## Instructions to follow
Write out the lines from the line containing "[spot] the pine" through the final line of the listing below, exactly, omitting every other line.

--- begin Provided records ---

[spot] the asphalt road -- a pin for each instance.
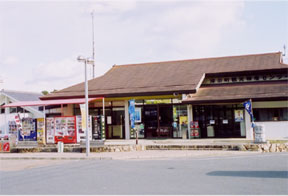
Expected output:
(242, 175)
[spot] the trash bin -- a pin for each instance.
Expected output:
(260, 134)
(60, 147)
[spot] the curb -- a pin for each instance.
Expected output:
(56, 158)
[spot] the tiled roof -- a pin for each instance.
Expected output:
(182, 76)
(239, 92)
(21, 95)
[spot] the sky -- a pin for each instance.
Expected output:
(41, 40)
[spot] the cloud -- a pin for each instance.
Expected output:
(63, 73)
(157, 30)
(109, 7)
(10, 60)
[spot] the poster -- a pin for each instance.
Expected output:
(40, 131)
(83, 116)
(238, 115)
(50, 130)
(137, 114)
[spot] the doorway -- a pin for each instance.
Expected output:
(158, 121)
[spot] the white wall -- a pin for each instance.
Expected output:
(275, 129)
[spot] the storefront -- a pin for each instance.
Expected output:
(189, 99)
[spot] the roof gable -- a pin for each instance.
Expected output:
(169, 76)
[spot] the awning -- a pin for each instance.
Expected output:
(49, 102)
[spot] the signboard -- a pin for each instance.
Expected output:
(50, 124)
(138, 115)
(239, 116)
(40, 130)
(83, 116)
(132, 112)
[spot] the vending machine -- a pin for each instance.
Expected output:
(29, 130)
(98, 127)
(40, 131)
(12, 128)
(50, 130)
(65, 129)
(81, 134)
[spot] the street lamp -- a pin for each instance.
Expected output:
(89, 61)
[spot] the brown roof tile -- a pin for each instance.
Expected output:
(167, 77)
(239, 92)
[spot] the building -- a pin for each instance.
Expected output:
(211, 91)
(7, 115)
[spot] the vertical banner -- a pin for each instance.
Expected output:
(132, 112)
(83, 116)
(248, 107)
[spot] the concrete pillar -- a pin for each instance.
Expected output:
(127, 123)
(190, 118)
(7, 111)
(248, 126)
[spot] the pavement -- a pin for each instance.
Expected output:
(228, 141)
(147, 154)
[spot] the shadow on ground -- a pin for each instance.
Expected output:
(251, 174)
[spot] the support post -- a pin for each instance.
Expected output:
(190, 118)
(87, 112)
(127, 123)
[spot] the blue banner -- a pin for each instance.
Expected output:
(248, 107)
(131, 110)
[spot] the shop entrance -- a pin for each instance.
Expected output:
(220, 121)
(158, 121)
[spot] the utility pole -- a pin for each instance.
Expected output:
(93, 45)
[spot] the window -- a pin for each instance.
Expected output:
(270, 114)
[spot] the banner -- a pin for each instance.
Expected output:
(239, 116)
(132, 112)
(248, 107)
(83, 116)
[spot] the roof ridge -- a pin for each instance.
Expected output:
(197, 59)
(18, 91)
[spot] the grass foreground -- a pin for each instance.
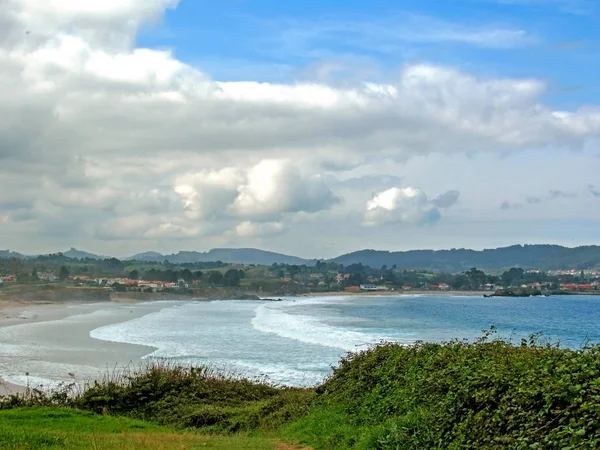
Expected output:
(489, 394)
(61, 428)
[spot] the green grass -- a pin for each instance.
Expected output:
(490, 394)
(54, 428)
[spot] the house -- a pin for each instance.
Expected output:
(368, 287)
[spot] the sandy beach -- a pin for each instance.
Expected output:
(42, 345)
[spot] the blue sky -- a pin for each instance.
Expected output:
(557, 41)
(310, 128)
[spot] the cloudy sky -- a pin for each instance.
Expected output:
(310, 128)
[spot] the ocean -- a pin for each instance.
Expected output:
(293, 342)
(297, 341)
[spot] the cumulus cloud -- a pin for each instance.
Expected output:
(254, 229)
(507, 206)
(401, 205)
(533, 200)
(447, 199)
(102, 139)
(556, 193)
(263, 192)
(595, 192)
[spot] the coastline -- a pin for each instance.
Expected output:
(43, 344)
(395, 293)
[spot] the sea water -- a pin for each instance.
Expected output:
(298, 341)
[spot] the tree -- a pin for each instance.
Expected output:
(233, 277)
(187, 275)
(63, 274)
(215, 277)
(293, 271)
(512, 277)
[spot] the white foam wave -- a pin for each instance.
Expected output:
(308, 329)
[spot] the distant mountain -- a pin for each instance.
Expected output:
(148, 256)
(226, 255)
(74, 253)
(7, 254)
(545, 257)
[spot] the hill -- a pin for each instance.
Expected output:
(226, 255)
(545, 257)
(74, 253)
(7, 254)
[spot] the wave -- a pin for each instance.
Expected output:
(274, 319)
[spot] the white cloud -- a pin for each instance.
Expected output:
(262, 192)
(401, 205)
(254, 229)
(103, 140)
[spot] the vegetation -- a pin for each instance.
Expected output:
(488, 394)
(54, 428)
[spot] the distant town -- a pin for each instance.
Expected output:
(206, 278)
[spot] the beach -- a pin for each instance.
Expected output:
(44, 344)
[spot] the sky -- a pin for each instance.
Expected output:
(303, 127)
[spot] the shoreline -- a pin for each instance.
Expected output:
(43, 344)
(411, 292)
(51, 340)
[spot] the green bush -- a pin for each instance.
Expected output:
(489, 394)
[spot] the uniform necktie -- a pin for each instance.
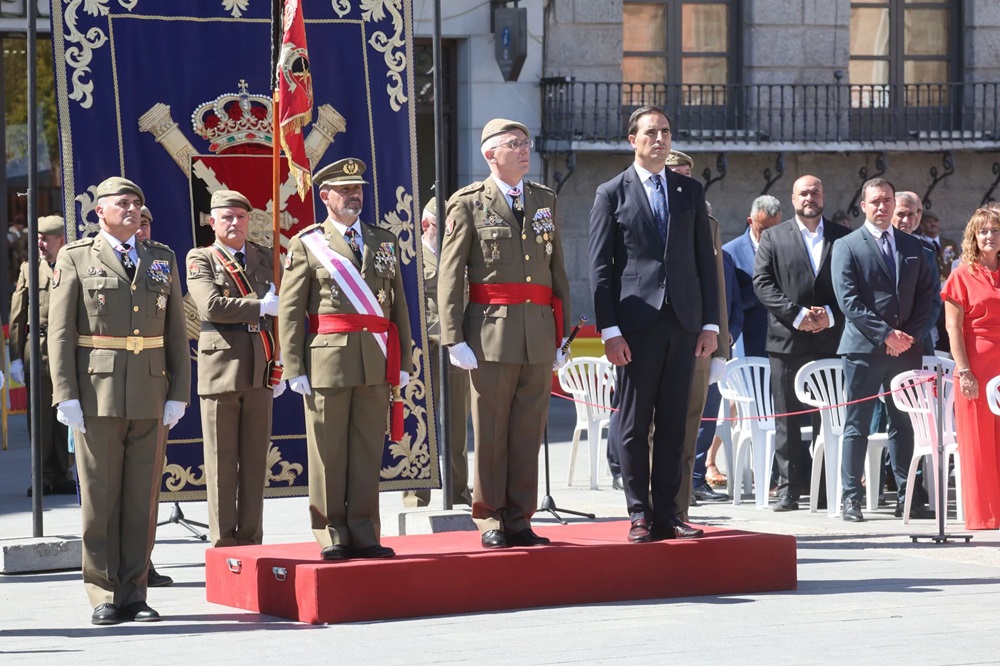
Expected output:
(352, 240)
(123, 254)
(515, 194)
(660, 206)
(890, 260)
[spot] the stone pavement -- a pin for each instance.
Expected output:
(866, 595)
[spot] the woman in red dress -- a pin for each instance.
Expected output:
(972, 317)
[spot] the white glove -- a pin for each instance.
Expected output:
(17, 371)
(716, 370)
(300, 384)
(70, 413)
(269, 304)
(562, 358)
(173, 411)
(462, 356)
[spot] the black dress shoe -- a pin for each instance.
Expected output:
(494, 539)
(156, 579)
(786, 503)
(139, 611)
(917, 511)
(851, 511)
(106, 614)
(639, 532)
(526, 537)
(704, 493)
(684, 531)
(375, 552)
(334, 553)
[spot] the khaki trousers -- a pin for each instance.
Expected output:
(510, 405)
(237, 434)
(345, 431)
(120, 462)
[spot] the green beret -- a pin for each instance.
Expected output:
(348, 171)
(677, 158)
(119, 185)
(229, 199)
(499, 126)
(51, 225)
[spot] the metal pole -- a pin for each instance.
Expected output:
(444, 436)
(34, 369)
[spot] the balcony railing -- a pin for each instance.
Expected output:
(789, 117)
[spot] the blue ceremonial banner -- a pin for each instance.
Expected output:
(176, 96)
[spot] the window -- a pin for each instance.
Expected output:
(903, 52)
(689, 42)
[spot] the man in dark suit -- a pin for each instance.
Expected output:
(885, 290)
(764, 213)
(792, 280)
(656, 299)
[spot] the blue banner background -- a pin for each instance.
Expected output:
(118, 62)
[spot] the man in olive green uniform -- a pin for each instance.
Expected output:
(120, 367)
(345, 336)
(505, 233)
(458, 380)
(56, 476)
(231, 283)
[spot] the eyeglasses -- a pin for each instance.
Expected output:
(518, 144)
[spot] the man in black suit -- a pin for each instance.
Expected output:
(886, 291)
(656, 298)
(792, 280)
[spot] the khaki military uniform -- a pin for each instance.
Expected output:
(347, 412)
(236, 400)
(459, 403)
(515, 345)
(699, 384)
(122, 393)
(56, 461)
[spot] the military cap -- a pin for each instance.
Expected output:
(431, 207)
(677, 158)
(499, 126)
(119, 185)
(229, 199)
(348, 171)
(51, 225)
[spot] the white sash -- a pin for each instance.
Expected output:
(343, 271)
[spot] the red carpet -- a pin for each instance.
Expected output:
(440, 574)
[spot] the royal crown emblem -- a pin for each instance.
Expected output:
(235, 122)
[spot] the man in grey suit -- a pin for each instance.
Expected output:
(885, 290)
(656, 298)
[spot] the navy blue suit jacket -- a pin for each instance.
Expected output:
(754, 312)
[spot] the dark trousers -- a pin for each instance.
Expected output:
(791, 453)
(867, 375)
(654, 390)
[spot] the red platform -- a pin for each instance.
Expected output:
(441, 574)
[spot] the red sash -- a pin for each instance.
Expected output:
(358, 323)
(516, 293)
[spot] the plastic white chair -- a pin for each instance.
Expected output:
(914, 395)
(591, 381)
(747, 383)
(821, 384)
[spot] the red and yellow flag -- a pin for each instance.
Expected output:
(295, 94)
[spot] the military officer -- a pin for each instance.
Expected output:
(231, 283)
(56, 462)
(458, 380)
(345, 336)
(120, 360)
(505, 233)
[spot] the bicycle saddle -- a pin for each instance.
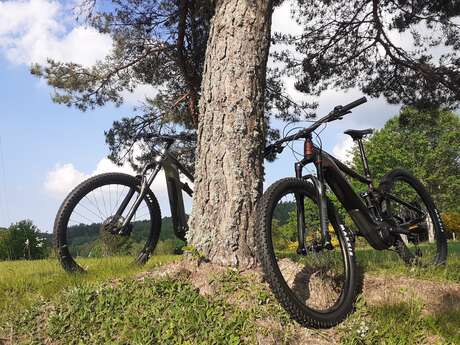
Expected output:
(358, 134)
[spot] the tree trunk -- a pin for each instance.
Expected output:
(231, 133)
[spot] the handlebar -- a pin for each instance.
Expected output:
(354, 104)
(335, 114)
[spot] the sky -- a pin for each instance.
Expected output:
(46, 149)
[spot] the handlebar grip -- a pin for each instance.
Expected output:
(353, 104)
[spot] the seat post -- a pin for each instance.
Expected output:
(367, 172)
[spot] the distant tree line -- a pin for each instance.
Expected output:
(427, 143)
(23, 240)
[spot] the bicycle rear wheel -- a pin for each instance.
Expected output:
(87, 225)
(409, 205)
(317, 289)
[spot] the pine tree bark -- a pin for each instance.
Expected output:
(231, 133)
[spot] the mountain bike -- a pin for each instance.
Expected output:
(308, 253)
(116, 214)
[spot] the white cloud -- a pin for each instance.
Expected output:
(139, 94)
(282, 20)
(342, 150)
(34, 30)
(63, 178)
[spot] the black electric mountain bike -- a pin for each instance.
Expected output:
(307, 252)
(116, 214)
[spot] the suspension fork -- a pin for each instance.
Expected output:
(299, 198)
(310, 155)
(322, 201)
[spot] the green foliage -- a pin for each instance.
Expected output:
(23, 240)
(347, 44)
(427, 143)
(343, 44)
(389, 263)
(46, 305)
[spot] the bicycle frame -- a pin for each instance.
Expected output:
(331, 171)
(172, 169)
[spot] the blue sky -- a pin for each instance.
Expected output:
(48, 148)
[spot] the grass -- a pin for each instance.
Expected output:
(23, 282)
(400, 324)
(387, 262)
(152, 311)
(42, 304)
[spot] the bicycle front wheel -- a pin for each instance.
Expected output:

--- end Provided records ---

## Response
[spot] the pine tree bark -- a pin for each instance.
Expected output:
(231, 133)
[spot] the mountain bike -- a pin for each instance.
Expected output:
(308, 253)
(116, 214)
[spot] the white cloud -- a pin for each instance.
Expected output:
(139, 94)
(282, 20)
(342, 150)
(34, 30)
(63, 178)
[spot] the black electric mountain bike -- a pin for each instance.
Expected output:
(307, 252)
(116, 214)
[spot] the suspension fork -- a pin for each instance.
Expected output:
(299, 198)
(310, 155)
(322, 201)
[spot] the green foliage -- a pin for each instance.
Expected output:
(23, 240)
(347, 44)
(427, 143)
(343, 44)
(389, 263)
(46, 305)
[spot] the bicycle frame -- a pin for each instance.
Expected output:
(331, 171)
(172, 169)
[spot] the blue sky -- a pin for each instance.
Expected output:
(48, 148)
[spot] the grass -- a pin for each instance.
Expected output:
(23, 282)
(400, 324)
(387, 262)
(152, 311)
(42, 304)
[spot] the bicycle front wheel -- a pin for each instance.
Expected output:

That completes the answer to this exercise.